全身症状 | ・疲れやすい ・動作緩慢 ・寒がり ・発汗低下 ・体重増加 |
---|---|
精神症状 | ・感情鈍麻 ・傾眠傾向 |
循環器症状 | ・徐脈 ・収縮期血圧低下/拡張期血圧上昇 ・心拍出量低下 |
消化器症状 | ・食欲低下 ・便秘 |
筋症状 | ・筋力低下 |
神経症状 | ・異常な感覚 |
月経 | ・月経過多 ・無月経 |
その他 | ・声のかすれ ・脱毛 ・難聴 |
一部例外はあるものの、甲状腺中毒症の症状と対になっているものが多いです。
甲状腺機能亢進症の代表的な疾患
甲状腺機能亢進症の代表的な疾患は以下の通りです。
- バセドウ病
- プランマー病
それぞれについて見ていきましょう。
①バセドウ病
バセドウ病は、20~40歳代の女性に起こりやすい疾患です。
TSHと同様の作用を持つ「TSH受容体抗体(TRAb)」という抗体により、甲状腺ホルモンの合成が亢進します。
バセドウ病の主な症状として、甲状腺のびまん性腫大・眼球突出・頻脈が挙げられます。
その他、不整脈の一種である心房細動がみられるケースも少なくありません。

取り組む課題 ▸
(1) 本文から、「全身症状 | ・疲れやすい」で始まり「一部例外はあるものの、甲状腺中毒症の症状と対になっているものが多いです。」まで続く部分を、一字も変えずに書き写すこと。
(2) 本文をもとに、次の問いに答えること。
(a) 消化器症状として挙げられているものは何か。
(b) バセドウ病が起こりやすいのは、どの年代のどの性別か。
(c) バセドウ病で甲状腺ホルモンの合成を亢進させる抗体の名称は何か。
(3) 本文の表で「全身症状」の欄に並ぶ症状を、すべて挙げること。
本文の内容だけを手がかりにしてください。

元データ ▸
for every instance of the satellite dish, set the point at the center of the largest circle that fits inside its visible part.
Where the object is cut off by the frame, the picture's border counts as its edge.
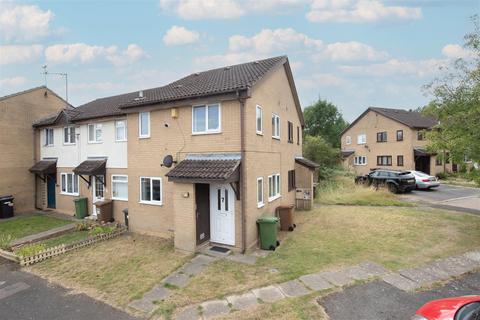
(168, 161)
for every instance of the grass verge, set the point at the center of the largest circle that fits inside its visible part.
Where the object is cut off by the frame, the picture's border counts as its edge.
(343, 191)
(28, 225)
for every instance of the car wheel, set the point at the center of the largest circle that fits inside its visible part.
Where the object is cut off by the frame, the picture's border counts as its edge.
(392, 188)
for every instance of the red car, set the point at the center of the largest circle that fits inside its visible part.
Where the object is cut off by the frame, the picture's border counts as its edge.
(460, 308)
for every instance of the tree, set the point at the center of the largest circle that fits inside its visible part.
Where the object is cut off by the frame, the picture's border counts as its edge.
(323, 119)
(456, 104)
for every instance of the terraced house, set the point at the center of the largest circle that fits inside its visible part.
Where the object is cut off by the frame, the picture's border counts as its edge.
(199, 159)
(391, 138)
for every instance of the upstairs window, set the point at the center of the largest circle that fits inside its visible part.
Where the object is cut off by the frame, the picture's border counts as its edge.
(69, 135)
(95, 134)
(206, 118)
(290, 132)
(144, 125)
(361, 139)
(382, 136)
(48, 137)
(384, 160)
(275, 126)
(259, 118)
(399, 135)
(121, 130)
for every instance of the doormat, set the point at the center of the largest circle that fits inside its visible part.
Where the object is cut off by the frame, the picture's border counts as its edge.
(219, 249)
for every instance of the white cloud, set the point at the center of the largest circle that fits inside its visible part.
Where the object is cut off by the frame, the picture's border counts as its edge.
(13, 82)
(359, 11)
(65, 53)
(10, 54)
(200, 9)
(226, 9)
(24, 22)
(268, 40)
(456, 51)
(353, 50)
(179, 36)
(395, 67)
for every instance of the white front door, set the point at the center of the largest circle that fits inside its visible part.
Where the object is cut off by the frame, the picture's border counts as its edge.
(97, 192)
(222, 214)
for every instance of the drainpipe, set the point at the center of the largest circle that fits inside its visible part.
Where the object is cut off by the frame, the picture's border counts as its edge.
(242, 171)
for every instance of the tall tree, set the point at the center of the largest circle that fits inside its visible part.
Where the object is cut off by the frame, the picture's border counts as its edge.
(323, 119)
(456, 103)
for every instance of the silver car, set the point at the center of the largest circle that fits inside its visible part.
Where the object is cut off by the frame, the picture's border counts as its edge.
(425, 181)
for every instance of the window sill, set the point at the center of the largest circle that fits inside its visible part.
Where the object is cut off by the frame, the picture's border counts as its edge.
(151, 203)
(119, 199)
(205, 133)
(69, 194)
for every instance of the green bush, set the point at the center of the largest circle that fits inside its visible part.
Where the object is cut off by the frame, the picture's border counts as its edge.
(5, 239)
(30, 250)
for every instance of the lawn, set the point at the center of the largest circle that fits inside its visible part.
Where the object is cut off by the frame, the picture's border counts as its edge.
(27, 225)
(116, 271)
(334, 236)
(342, 190)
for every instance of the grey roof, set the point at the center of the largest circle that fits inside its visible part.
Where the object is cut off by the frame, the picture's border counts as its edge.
(205, 170)
(413, 119)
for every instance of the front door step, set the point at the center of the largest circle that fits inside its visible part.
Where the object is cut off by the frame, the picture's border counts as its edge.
(216, 251)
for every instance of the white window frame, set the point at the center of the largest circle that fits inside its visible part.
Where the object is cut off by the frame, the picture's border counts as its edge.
(275, 126)
(140, 135)
(96, 126)
(260, 203)
(348, 140)
(152, 202)
(207, 130)
(257, 114)
(69, 135)
(49, 143)
(124, 121)
(362, 138)
(114, 182)
(64, 184)
(275, 178)
(360, 160)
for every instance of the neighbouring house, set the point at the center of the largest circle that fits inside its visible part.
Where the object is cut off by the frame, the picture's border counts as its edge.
(199, 159)
(391, 138)
(19, 153)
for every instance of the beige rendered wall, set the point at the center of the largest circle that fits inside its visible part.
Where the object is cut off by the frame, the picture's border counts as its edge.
(17, 114)
(264, 155)
(145, 158)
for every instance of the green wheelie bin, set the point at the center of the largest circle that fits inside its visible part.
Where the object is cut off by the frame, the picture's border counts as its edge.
(81, 208)
(267, 227)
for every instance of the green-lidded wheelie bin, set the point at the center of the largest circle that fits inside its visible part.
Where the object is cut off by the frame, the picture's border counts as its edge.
(267, 227)
(81, 207)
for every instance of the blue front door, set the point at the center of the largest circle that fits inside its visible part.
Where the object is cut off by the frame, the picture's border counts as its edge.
(51, 191)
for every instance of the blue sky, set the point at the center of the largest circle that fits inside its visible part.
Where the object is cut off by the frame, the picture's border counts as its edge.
(354, 53)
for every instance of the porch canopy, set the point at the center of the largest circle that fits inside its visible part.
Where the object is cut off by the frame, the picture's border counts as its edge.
(43, 167)
(206, 171)
(91, 168)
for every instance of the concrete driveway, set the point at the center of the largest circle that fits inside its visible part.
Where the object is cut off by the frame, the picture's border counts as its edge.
(449, 197)
(378, 300)
(25, 296)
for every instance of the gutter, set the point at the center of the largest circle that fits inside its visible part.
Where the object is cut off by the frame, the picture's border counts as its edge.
(242, 171)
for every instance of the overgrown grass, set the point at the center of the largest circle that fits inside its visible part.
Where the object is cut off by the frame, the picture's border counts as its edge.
(342, 190)
(330, 237)
(116, 271)
(28, 225)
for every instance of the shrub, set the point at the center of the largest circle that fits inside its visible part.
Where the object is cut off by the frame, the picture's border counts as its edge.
(5, 240)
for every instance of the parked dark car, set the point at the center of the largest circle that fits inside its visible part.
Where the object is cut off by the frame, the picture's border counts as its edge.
(395, 181)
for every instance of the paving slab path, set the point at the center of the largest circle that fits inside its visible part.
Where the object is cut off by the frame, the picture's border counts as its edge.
(406, 280)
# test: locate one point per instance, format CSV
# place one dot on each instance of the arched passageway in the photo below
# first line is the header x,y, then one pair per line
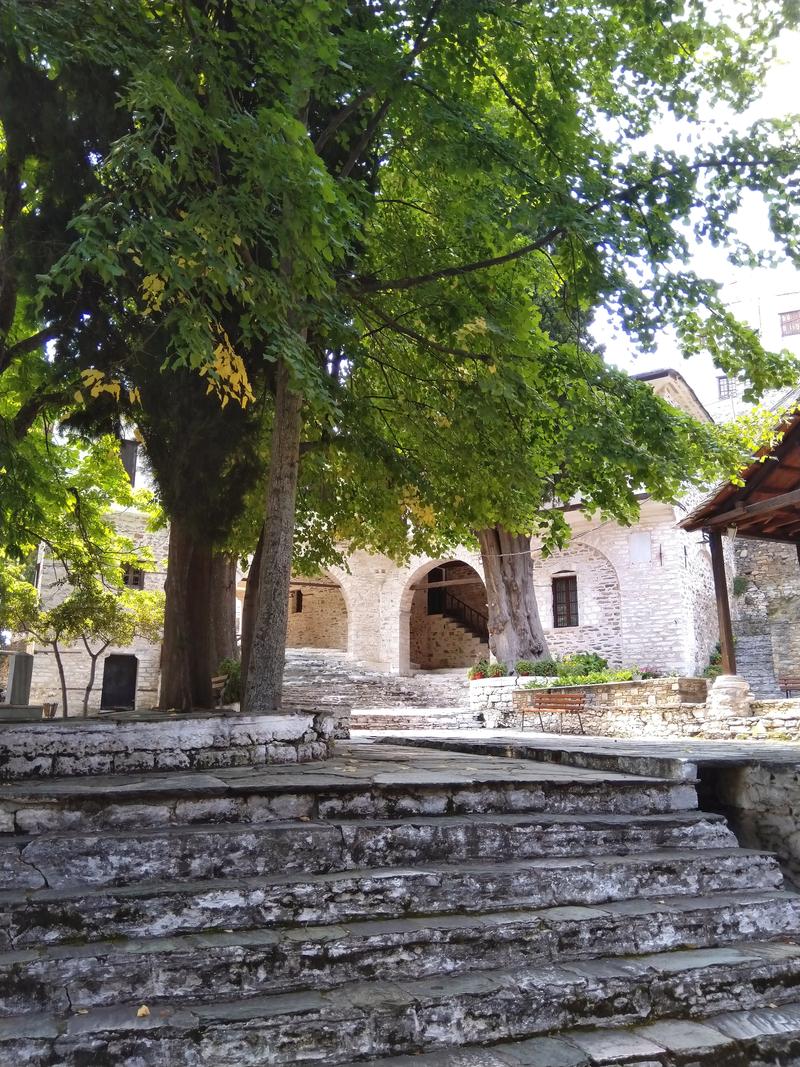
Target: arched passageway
x,y
318,615
447,617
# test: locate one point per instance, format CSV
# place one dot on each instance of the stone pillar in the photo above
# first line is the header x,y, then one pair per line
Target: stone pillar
x,y
729,698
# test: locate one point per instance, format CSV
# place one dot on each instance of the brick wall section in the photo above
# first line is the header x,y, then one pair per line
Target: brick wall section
x,y
323,621
45,683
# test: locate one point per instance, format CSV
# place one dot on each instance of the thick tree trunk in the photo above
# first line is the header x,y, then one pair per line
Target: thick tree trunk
x,y
514,626
186,671
250,608
266,668
93,656
222,622
62,678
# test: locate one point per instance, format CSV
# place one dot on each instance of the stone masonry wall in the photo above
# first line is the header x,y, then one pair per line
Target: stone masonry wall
x,y
45,683
600,605
767,614
323,621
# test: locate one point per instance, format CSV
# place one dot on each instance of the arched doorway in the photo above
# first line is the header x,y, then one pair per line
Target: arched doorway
x,y
444,607
318,615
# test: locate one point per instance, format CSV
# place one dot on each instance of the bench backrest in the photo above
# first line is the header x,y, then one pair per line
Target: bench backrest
x,y
544,700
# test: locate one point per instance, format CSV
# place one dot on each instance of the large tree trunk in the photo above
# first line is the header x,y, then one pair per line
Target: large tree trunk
x,y
222,609
186,671
266,668
514,626
62,677
250,608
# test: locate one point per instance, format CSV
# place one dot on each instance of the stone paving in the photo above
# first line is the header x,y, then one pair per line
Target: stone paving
x,y
612,752
395,905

各問の解答 ▸
(1)
全身症状 | ・疲れやすい ・動作緩慢 ・寒がり ・発汗低下 ・体重増加 |
---|---|
精神症状 | ・感情鈍麻 ・傾眠傾向 |
循環器症状 | ・徐脈 ・収縮期血圧低下/拡張期血圧上昇 ・心拍出量低下 |
消化器症状 | ・食欲低下 ・便秘 |
筋症状 | ・筋力低下 |
神経症状 | ・異常な感覚 |
月経 | ・月経過多 ・無月経 |
その他 | ・声のかすれ ・脱毛 ・難聴 |
一部例外はあるものの、甲状腺中毒症の症状と対になっているものが多いです。

(2)
(a) 食欲低下、便秘
(b) 20~40歳代の女性
(c) TSH受容体抗体(TRAb)

(3) 疲れやすい、動作緩慢、寒がり、発汗低下、体重増加